● Aim
Count the lines in the listing below that contain the string "trim", treating uppercase and lowercase as different. Reply with the number only.
-- START Input for this task --
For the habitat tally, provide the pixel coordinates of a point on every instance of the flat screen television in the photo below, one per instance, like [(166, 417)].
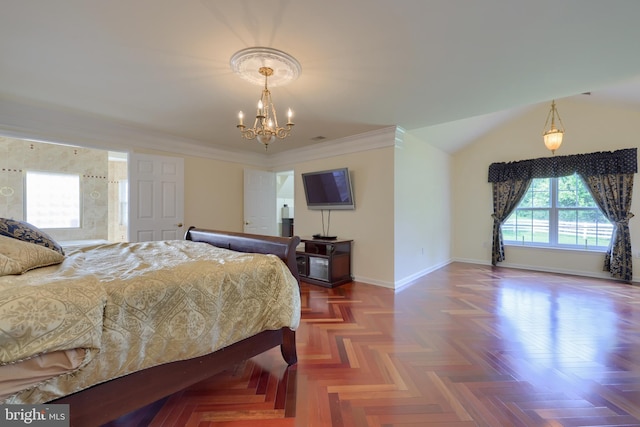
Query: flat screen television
[(328, 190)]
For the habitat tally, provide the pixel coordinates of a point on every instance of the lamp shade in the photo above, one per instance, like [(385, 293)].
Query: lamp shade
[(553, 139)]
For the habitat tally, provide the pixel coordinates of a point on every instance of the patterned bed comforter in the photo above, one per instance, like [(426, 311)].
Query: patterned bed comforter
[(136, 305)]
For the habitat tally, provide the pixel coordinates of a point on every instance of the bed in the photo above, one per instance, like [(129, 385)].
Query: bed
[(114, 294)]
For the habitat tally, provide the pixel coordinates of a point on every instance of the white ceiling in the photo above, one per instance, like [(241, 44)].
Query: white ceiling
[(162, 66)]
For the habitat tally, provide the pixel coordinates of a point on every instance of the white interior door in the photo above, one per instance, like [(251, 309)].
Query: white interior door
[(156, 198), (260, 202)]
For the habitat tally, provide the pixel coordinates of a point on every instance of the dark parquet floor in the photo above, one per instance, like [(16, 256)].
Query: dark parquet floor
[(466, 345)]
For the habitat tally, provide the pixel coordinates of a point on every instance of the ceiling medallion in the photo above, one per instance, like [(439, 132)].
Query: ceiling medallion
[(247, 63), (259, 65)]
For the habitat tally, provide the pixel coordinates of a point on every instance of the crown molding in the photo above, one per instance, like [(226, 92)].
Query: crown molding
[(44, 123)]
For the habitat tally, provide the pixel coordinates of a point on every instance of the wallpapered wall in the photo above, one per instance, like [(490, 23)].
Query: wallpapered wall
[(18, 156)]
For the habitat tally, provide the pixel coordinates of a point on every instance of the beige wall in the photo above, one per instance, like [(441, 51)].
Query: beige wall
[(213, 194), (370, 225), (589, 128), (422, 200)]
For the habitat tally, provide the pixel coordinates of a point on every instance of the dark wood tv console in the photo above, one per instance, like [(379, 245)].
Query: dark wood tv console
[(325, 262)]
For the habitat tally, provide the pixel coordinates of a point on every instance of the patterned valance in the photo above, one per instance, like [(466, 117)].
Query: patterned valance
[(601, 163)]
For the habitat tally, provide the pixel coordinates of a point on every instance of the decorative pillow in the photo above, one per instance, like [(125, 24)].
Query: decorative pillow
[(17, 256), (22, 230)]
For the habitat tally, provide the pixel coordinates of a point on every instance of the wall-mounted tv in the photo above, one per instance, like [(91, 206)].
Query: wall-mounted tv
[(328, 190)]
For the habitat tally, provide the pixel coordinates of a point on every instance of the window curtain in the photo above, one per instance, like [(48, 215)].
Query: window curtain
[(608, 174), (506, 196), (612, 193)]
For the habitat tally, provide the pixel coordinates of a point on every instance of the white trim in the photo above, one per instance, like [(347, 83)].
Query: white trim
[(380, 138), (406, 282), (580, 273), (410, 280), (368, 281)]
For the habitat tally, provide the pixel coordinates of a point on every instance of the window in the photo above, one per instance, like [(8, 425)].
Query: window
[(53, 199), (558, 212)]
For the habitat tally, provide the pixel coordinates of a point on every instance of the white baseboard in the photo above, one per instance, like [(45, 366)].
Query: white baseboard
[(597, 275)]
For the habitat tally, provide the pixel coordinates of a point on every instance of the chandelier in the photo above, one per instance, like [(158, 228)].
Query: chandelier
[(553, 136), (269, 63)]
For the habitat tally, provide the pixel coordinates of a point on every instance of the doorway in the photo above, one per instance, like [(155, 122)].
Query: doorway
[(285, 202)]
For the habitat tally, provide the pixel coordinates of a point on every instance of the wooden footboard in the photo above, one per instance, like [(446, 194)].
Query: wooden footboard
[(110, 400)]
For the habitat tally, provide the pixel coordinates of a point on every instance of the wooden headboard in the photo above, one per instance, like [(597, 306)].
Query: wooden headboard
[(283, 247)]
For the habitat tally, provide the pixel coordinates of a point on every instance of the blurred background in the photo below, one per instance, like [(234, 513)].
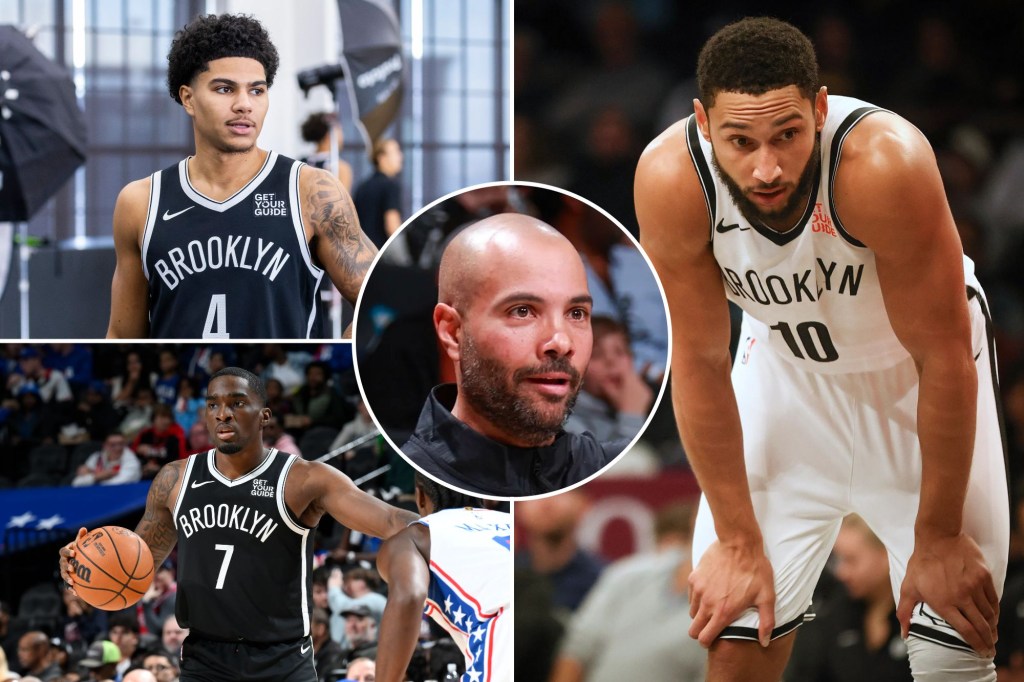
-- END Input for this task --
● Task solution
2